• YOUR TASKS:
1. According to the article on the charter school funding lawsuit, on what date was the judge's ruling handed down?
2. Write the next part of the article on the charter school funding lawsuit, picking up after its final sentence.

Top of PAGE EXTRACT

Kristen Take of the San Diego Union-Tribune reports on a setback for online charter schools. A judge ruled against their class-action lawsuit that sought more funding from the state. The judge cited the online charters’ history of fraud and abuse. Earlier this year, the owners of the A3 online charter chain pled guilty to charges against them for self-dealing and agreed to repay the state $215 million dollars for falsely inflating their enrollment.
She wrote:
A California Superior Court judge ruled against hundreds of online and other non-classroom based charter schools in a class-action lawsuit last week, declaring that the state did not wrongfully deprive the schools of education funding during the pandemic.
The ruling, handed down July 27, was a blow to the schools, which are called non-classroom-based charter schools because at least 20 percent of the learning occurs off campus, often online or at home.
Three San Diego-based charter school networks — The Classical Academies, The Learning Choice Academy and Springs Charter Schools — and the parents of several enrolled and waitlisted students sued the state of California last fall, saying the state did not equitably fund their charter schools by accounting for the new students they enrolled during the last school year.

Bottom of PAGE EXTRACT
Top of LISTED RECORDS

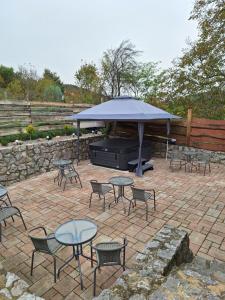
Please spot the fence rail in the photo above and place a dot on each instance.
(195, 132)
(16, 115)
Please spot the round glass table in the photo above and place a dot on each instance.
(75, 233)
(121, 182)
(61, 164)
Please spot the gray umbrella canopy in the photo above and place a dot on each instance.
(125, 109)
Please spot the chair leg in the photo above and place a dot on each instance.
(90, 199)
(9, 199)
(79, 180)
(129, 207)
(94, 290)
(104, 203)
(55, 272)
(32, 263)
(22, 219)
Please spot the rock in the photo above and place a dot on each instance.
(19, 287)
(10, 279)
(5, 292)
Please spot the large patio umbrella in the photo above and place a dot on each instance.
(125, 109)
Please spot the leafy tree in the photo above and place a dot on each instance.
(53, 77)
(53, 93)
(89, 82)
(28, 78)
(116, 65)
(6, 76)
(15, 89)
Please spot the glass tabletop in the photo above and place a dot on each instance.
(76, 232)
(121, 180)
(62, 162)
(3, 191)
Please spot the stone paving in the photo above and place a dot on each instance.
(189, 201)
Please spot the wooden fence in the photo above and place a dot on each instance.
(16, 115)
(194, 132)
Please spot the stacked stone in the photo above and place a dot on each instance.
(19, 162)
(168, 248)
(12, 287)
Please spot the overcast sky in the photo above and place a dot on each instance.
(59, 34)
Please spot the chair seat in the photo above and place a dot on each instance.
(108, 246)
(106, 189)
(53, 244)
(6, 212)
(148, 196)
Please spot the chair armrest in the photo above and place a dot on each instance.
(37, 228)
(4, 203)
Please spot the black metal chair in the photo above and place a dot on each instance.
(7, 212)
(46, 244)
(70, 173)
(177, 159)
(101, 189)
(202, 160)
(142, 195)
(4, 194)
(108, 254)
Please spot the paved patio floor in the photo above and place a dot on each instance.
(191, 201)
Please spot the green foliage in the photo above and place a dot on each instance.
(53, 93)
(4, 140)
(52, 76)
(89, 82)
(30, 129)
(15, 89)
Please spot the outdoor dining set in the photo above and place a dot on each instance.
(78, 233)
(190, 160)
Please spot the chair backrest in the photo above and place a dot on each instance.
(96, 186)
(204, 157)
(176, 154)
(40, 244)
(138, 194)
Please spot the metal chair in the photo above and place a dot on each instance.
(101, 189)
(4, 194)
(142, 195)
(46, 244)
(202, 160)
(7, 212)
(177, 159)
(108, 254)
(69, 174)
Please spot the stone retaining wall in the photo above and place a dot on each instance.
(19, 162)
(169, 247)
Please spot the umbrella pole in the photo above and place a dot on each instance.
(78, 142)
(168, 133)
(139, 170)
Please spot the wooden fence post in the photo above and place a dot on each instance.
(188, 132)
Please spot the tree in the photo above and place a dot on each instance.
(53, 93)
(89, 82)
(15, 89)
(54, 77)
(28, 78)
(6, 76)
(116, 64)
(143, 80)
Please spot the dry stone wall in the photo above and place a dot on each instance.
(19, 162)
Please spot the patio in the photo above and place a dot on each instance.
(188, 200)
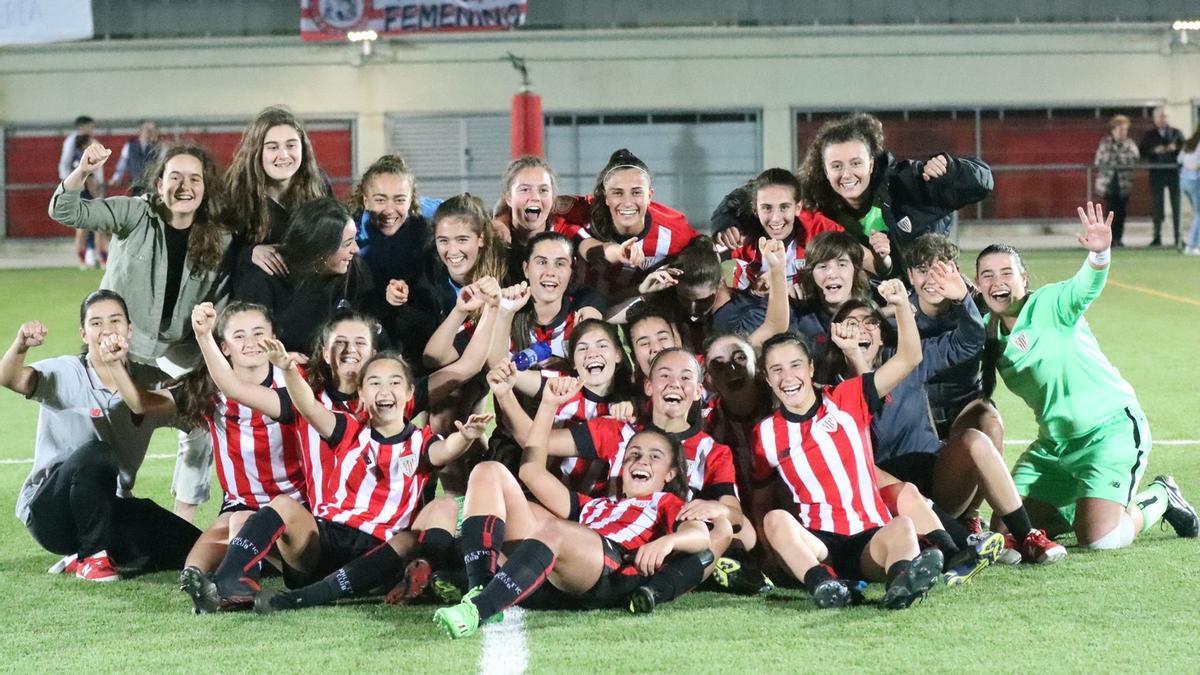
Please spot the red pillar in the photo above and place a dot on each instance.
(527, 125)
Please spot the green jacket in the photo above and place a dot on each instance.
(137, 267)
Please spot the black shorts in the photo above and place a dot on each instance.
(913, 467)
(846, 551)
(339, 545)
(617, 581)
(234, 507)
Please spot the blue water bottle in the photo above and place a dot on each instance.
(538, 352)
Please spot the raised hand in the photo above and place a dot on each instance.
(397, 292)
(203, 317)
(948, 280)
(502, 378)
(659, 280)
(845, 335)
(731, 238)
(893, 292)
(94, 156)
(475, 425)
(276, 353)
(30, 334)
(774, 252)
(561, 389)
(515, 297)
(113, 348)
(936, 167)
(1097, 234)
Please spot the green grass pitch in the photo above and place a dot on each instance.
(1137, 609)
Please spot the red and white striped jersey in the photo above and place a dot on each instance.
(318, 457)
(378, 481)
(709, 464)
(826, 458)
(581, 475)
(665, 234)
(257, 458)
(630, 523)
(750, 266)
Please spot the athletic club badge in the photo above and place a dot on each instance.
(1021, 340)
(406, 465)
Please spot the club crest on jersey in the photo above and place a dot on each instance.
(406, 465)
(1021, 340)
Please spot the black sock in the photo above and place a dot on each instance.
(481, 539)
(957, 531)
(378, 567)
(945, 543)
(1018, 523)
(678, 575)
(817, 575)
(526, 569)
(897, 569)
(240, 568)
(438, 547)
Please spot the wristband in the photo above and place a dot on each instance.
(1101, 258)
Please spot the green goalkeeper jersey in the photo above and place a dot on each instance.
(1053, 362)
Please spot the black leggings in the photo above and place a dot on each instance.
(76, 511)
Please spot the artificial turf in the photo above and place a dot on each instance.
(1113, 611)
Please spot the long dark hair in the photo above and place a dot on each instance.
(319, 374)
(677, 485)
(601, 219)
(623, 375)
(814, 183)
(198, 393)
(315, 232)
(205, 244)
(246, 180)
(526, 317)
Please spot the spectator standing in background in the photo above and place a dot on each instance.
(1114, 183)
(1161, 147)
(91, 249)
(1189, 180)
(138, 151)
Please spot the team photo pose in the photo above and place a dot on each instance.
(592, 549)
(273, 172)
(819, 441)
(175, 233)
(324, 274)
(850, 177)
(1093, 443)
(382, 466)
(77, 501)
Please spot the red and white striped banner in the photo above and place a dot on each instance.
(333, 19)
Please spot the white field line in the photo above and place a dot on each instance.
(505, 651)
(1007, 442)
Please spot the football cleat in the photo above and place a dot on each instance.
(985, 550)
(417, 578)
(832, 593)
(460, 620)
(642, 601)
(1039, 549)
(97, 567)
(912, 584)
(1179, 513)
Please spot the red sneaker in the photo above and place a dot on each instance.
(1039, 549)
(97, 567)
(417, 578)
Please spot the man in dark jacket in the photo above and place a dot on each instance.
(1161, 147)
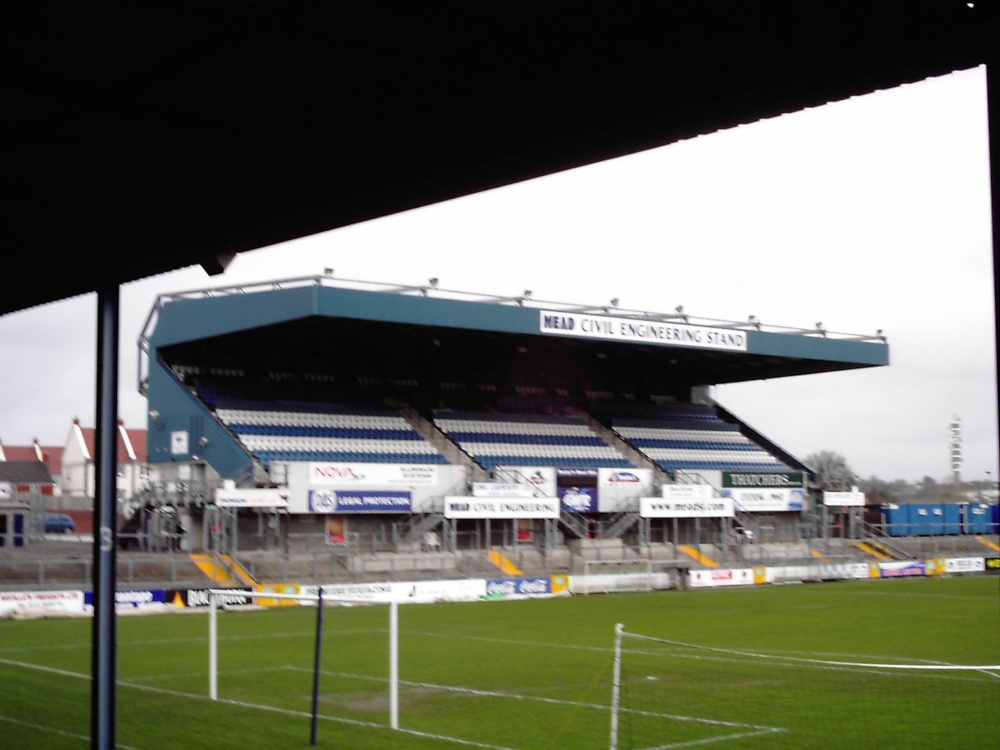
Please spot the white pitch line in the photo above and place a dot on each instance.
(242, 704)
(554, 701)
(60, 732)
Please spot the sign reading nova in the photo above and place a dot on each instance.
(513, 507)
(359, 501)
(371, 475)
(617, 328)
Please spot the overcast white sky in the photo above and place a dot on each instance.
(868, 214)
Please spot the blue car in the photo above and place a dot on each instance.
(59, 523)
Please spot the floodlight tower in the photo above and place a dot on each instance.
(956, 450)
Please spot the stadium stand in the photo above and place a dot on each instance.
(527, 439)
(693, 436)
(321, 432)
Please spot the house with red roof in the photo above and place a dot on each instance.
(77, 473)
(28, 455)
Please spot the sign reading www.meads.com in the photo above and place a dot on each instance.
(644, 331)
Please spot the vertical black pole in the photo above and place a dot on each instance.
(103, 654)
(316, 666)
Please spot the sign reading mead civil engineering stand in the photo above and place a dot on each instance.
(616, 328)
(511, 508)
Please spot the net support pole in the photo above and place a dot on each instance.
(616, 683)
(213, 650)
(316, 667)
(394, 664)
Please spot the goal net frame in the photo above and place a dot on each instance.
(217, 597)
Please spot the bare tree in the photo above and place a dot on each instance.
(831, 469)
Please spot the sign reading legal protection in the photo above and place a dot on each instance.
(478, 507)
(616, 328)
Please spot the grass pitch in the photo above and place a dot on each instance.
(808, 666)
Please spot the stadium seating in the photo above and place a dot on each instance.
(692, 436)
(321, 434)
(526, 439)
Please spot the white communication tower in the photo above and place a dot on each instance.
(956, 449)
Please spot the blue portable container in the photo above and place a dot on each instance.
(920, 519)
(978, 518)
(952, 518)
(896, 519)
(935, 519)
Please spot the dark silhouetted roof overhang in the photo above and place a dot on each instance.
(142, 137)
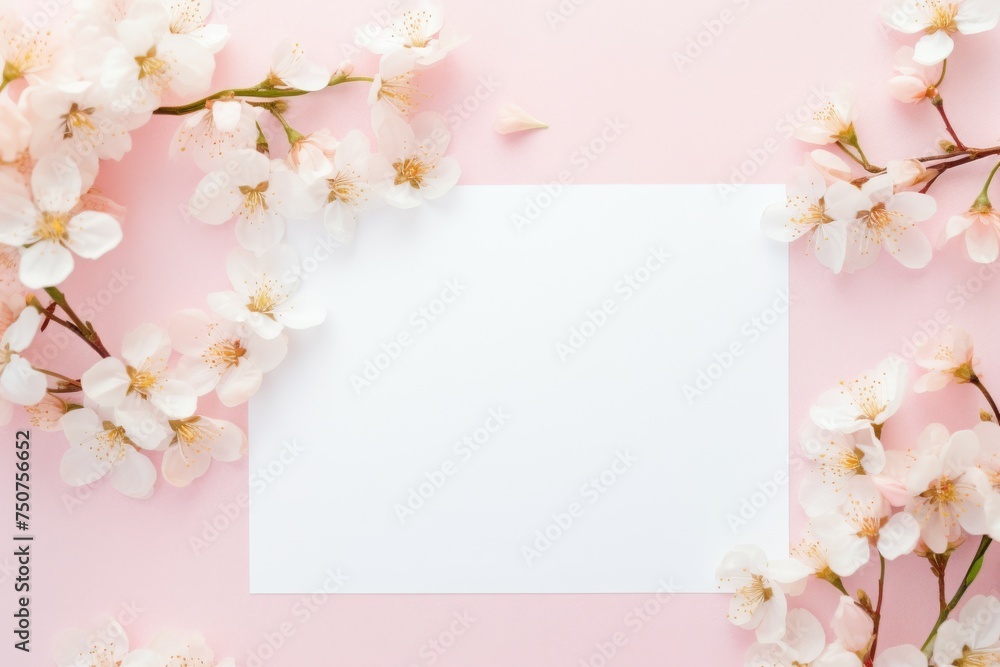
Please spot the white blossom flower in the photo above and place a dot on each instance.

Bottom of LISTED RECORDS

• RESULTS FOR EACH TASK:
1. July 27

2.
The lawsuit was deemed a class-action petition representing about 300 non-classroom based charter schools across California that enrolled about 200,000 students, said Lee Rosenberg, attorney for the plaintiffs.
Those schools took on about 25,000 new students last school year that weren’t paid for by the state, he said.
The state typically funds all public schools, including charter schools, on a per-student basis, which means the more students a school enrolls, the higher its state funding.
Last year, because of the pandemic and related school closures, the state initially froze public school funding levels to stabilize schools’ and districts’ finances.
Then state officials unfroze the funding and gave K-12 public schools funding for their existing and newly enrolled new students last year — except for non-classroom based charter schools, which provided mostly online, home school and non-traditional education services. Their funding remained frozen for existing students.
State leaders chose not to fund new students at those non-classroom based charter schools because there is a history of fraud and abuse by some of those kinds of schools, the state attorney general wrote in a recent court filing.
“The state determined that (non-classroom based charter schools) raised major concerns for fraud and abuse and inferior education and decided to limit the incentive for expanding that model of education during the pandemic while the state considered the underlying policy around (non-classroom based charter schools),” Attorney General Rob Bonta wrote in a June court filing signed by him and others in his office.
Why won’t the ed reform lobby refgulate charter schools? If the goal is to replace the whole system with private contractors the fraud is going to explode and that’s not even counting the wholly unregulated private school voucher funding.
This only ends one way. I know they’re ideologically opposed to regulation but as they privatize more and more we will see more and more fraud.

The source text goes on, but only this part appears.